## DOCUMENT SEGMENT:
July 15, 2008 – Presbyterian Hospital of Dallas broke its door-to-balloon time record with a 28-minute turn around time after a man suffering a heart attack recently came into the ER and was treated with an angioplasty procedure in the hospital’s cardiac catheterization lab.
The procedure, performed by Dr. Kenneth Saland, an interventional cardiologist at Presbyterian, illustrates the importance of providing treatments in a safe, rapid way to those suffering heart attacks.
“Research shows that the quicker a heart attack is treated the less potential damage there is to the heart muscle,” Dr. Saland said. “Preserving more heart muscle helps the patient survive the heart attack and improves the long-term survival and quality of life for patients.”
Major clinical studies, endorsed by the American Heart Association, have shown treating heart attack patients within 90 minutes of arrival significantly reduces damage to the heart muscle.

## ASSIGNMENT 1:
In the hospital news release, list each outcome Dr. Saland says preserving more heart muscle brings to patients.
## ASSIGNMENT 2:
Retype the part of the hospital news release starting with "The procedure, performed" and going on through "the heart muscle.".

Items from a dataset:
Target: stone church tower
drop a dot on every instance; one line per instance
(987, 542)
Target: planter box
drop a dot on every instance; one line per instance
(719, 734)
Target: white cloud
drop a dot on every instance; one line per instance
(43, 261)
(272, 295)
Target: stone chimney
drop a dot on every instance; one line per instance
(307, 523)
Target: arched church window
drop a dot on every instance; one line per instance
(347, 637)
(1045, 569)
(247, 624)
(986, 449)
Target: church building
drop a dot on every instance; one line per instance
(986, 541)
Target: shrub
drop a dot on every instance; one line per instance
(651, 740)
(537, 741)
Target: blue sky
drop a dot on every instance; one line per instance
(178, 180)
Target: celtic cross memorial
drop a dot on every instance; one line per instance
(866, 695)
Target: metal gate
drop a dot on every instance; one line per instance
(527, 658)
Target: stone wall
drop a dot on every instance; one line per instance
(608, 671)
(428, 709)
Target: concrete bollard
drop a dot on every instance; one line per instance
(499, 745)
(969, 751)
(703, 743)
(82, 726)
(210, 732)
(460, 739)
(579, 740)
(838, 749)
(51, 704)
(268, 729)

## ANSWER SPACE 1:
- Helps the patient survive the heart attack
- Improves long-term survival
- Improves quality of life

## ANSWER SPACE 2:
The procedure, performed by Dr. Kenneth Saland, an interventional cardiologist at Presbyterian, illustrates the importance of providing treatments in a safe, rapid way to those suffering heart attacks.
“Research shows that the quicker a heart attack is treated the less potential damage there is to the heart muscle,” Dr. Saland said. “Preserving more heart muscle helps the patient survive the heart attack and improves the long-term survival and quality of life for patients.”
Major clinical studies, endorsed by the American Heart Association, have shown treating heart attack patients within 90 minutes of arrival significantly reduces damage to the heart muscle.